WHAT YOU NEED TO DO
Continue the passage on screening data for errors with the PSPP DESCRIPTIVES command, picking up right after its final sentence.

EXTRACT TO READ
Data from real sources is rarely error free. PSPP has a number of procedures which can be used to help identify data which might be incorrect.

The `DESCRIPTIVES`

command (see DESCRIPTIVES) is used to generate
simple linear statistics for a dataset. It is also useful for
identifying potential problems in the data.
The example file `physiology.sav` contains a number of physiological
measurements of a sample of healthy adults selected at random.
However, the data entry clerk made a number of mistakes when entering
the data.
Example 5.2 illustrates the use of `DESCRIPTIVES`

to screen this
data and identify the erroneous values.

PSPP> get file='/usr/local/share/pspp/examples/physiology.sav'. PSPP> descriptives sex, weight, height. Output: DESCRIPTIVES. Valid cases = 40; cases with missing value(s) = 0. +--------#--+-------+-------+-------+-------+ |Variable# N| Mean |Std Dev|Minimum|Maximum| #========#==#=======#=======#=======#=======# |sex #40| .45| .50| .00| 1.00| |height #40|1677.12| 262.87| 179.00|1903.00| |weight #40| 72.12| 26.70| -55.60| 92.07| +--------#--+-------+-------+-------+-------+ |

In the output of Example 5.2,
the most interesting column is the minimum value.

GIVEN MATERIAL
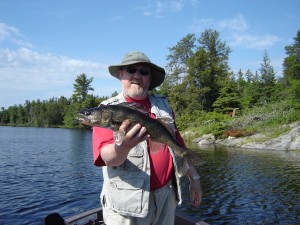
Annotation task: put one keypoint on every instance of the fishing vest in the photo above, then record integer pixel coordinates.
(126, 188)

THE RESPONSE
The `weight` variable has a minimum value of less than zero,
which is clearly erroneous.
Similarly, the `height` variable’s minimum value seems to be very low.
In fact, it is more than 5 standard deviations from the mean, and is a
seemingly bizarre height for an adult person.
We can examine the data in more detail with the `EXAMINE`

command (see EXAMINE):

In Example 5.3 you can see that the lowest value of `height` is
179 (which we suspect to be erroneous), but the second lowest is 1598
which
we know from the `DESCRIPTIVES`

command
is within 1 standard deviation from the mean.
Similarly the `weight` variable has a lowest value which is
negative but a plausible value for the second lowest value.
This suggests that the two extreme values are outliers and probably
represent data entry errors.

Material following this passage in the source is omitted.